Yes, I think it matters and yes there should be a space between them.


----------



## lessd (Jan 23, 2005)

killme said:


> Yes, I think it matters and yes there should be a space between them.


I have upgraded 20 or so TiVo with -s 127 for many people most have been running over a 1.5 years with no problems, I did use -r4 on all. I have tried -s127 and -s 127 looked at the drive (pdisk -l /dev/hdx) and saw no difference as both had a swap file of 127m (if I leave out the -s command the swap go to 64m) so I don't think the space makes any difference.


----------



## killme (May 9, 2004)

I thought I remember trying to do -f9999 and it not working for me. I guess I was mistaken. But it's good to know.


----------



## killme (May 9, 2004)

It works now that I included the r4 switch.

I was trying to get transparent menus by leaving off the -f9999 command, but that does not work. When I make a backup without the -f9999 the size is around 1050MB. When I include the -f9999 command the size is a little over 2000MB. Any idea why there is a difference?


----------



## lessd (Jan 23, 2005)

killme said:


> It works now that I included the r4 switch.
> 
> I was trying to get transparent menus by leaving off the -f9999 command, but that does not work. When I make a backup without the -f9999 the size is around 1050MB. When I include the -f9999 command the size is a little over 2000MB. Any idea why there is a difference?

- **Data shown**
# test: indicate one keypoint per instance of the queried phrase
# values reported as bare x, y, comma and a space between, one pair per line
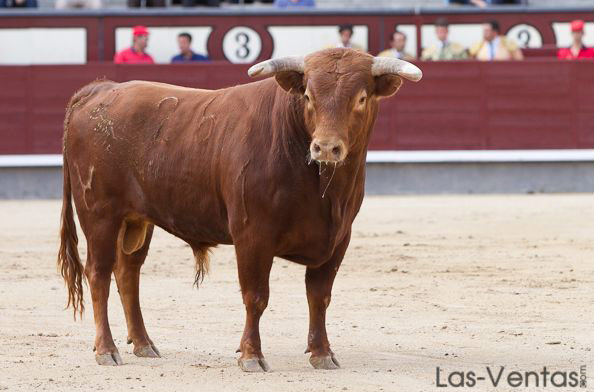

- **Aim of the exercise**
Please write out the part of the TiVo forum thread starting with "I have upgraded" and going on through "good to know.". The material has nothing to do with the TiVo forum thread.

- **The completed task**
I have upgraded 20 or so TiVo with -s 127 for many people most have been running over a 1.5 years with no problems, I did use -r4 on all. I have tried -s127 and -s 127 looked at the drive (pdisk -l /dev/hdx) and saw no difference as both had a swap file of 127m (if I leave out the -s command the swap go to 64m) so I don't think the space makes any difference.


----------



## killme (May 9, 2004)

I thought I remember trying to do -f9999 and it not working for me. I guess I was mistaken. But it's good to know.